[Excerpts from a dataset]
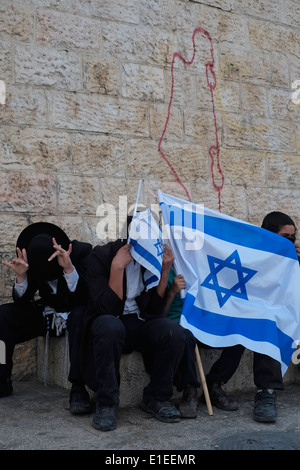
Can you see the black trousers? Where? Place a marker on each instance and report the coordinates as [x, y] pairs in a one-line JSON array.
[[23, 323], [160, 340], [266, 371]]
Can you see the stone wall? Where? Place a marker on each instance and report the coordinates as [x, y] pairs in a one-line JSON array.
[[96, 100]]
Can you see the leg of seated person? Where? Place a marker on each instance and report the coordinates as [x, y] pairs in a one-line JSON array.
[[267, 377], [108, 342], [163, 340]]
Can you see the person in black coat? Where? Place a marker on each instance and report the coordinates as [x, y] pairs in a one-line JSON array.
[[49, 297], [123, 316]]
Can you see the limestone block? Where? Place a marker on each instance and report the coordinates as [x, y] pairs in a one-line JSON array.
[[243, 167], [78, 195], [290, 13], [98, 155], [274, 38], [142, 82], [283, 170], [263, 134], [35, 149], [266, 199], [65, 30], [93, 112], [27, 192], [44, 66], [101, 75], [254, 100], [5, 61], [118, 10], [137, 44], [158, 119], [255, 67], [17, 20], [24, 106], [281, 105], [266, 9]]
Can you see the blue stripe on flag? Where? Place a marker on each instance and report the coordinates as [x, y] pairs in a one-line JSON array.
[[145, 254], [257, 330], [150, 280], [233, 231]]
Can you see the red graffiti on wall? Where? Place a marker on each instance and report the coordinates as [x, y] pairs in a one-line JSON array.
[[214, 150]]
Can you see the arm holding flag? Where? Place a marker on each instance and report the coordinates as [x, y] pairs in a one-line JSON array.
[[168, 259]]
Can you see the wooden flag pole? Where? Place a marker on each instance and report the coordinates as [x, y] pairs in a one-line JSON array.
[[203, 381]]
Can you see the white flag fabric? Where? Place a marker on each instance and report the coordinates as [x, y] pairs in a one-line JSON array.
[[242, 281], [145, 237]]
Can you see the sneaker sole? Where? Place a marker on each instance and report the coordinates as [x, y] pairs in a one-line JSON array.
[[157, 416]]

● WORK REQUEST: Although the records contain pictures, the copy should hold only their text, reproduced exactly.

● REPLY TO THE TASK:
Can you see the black trousers? Where? Place a marker on each instance and report the coordinates as [x, y] pairs in a one-line JSON array.
[[23, 323], [160, 340], [266, 371]]
Can you see the stone wall? Where? Place a marker on each instance and report the coordinates as [x, y] pairs in a one-line JSON array.
[[96, 100]]
Can you see the leg of seated person? Where? Place a marker on each instance and report the coordinates as [x, y] pairs in a one-line JSON array.
[[267, 377], [108, 342], [163, 340]]
Can you see the person in black coat? Where? Place a marker on each instance and report the coordinates as [x, y] pairs in a one-line JSON array.
[[49, 297], [123, 316]]
Can you see the limestone block? Where? Place a marker on each instance and report the coordinates as [x, y] pairs in a one-line JSON array.
[[243, 167], [78, 195], [290, 13], [98, 155], [274, 38], [142, 82], [283, 170], [263, 134], [35, 149], [266, 199], [65, 30], [93, 112], [27, 192], [44, 66], [101, 75], [254, 100], [5, 61], [118, 10], [137, 44], [158, 119], [255, 67], [17, 20], [24, 106], [281, 105], [266, 9]]
Can you see the blue stripe on flag? Where? Place a marker on each instance and report the coordinates as [x, y] pairs in a one-line JSON array.
[[145, 254], [257, 330], [150, 280], [233, 231]]
Can you see the red graffiti on wall? Where? Place a marker on each instance and report the coordinates as [x, y] pairs in a one-line JSON array.
[[214, 150]]
Can you see the arm holding flag? Where? Place a marker on each instance and report the coordinates as [x, y] pairs in a one-line JSON array.
[[168, 259]]
Can you see the wooden flag pole? Where? Place a marker on each instance and report the coordinates as [x, y] pairs in a one-line JSON array.
[[203, 381]]
Can you see the white flag fabric? Where? Place a marker on each instance and report the coordinates as [x, y] pairs in a one-line JSON array.
[[242, 281], [145, 237]]
Can you see the sneaker sole? Where? Place a marker on each instance and report the coordinates as [x, y] pairs in a one-line JSON array.
[[157, 416]]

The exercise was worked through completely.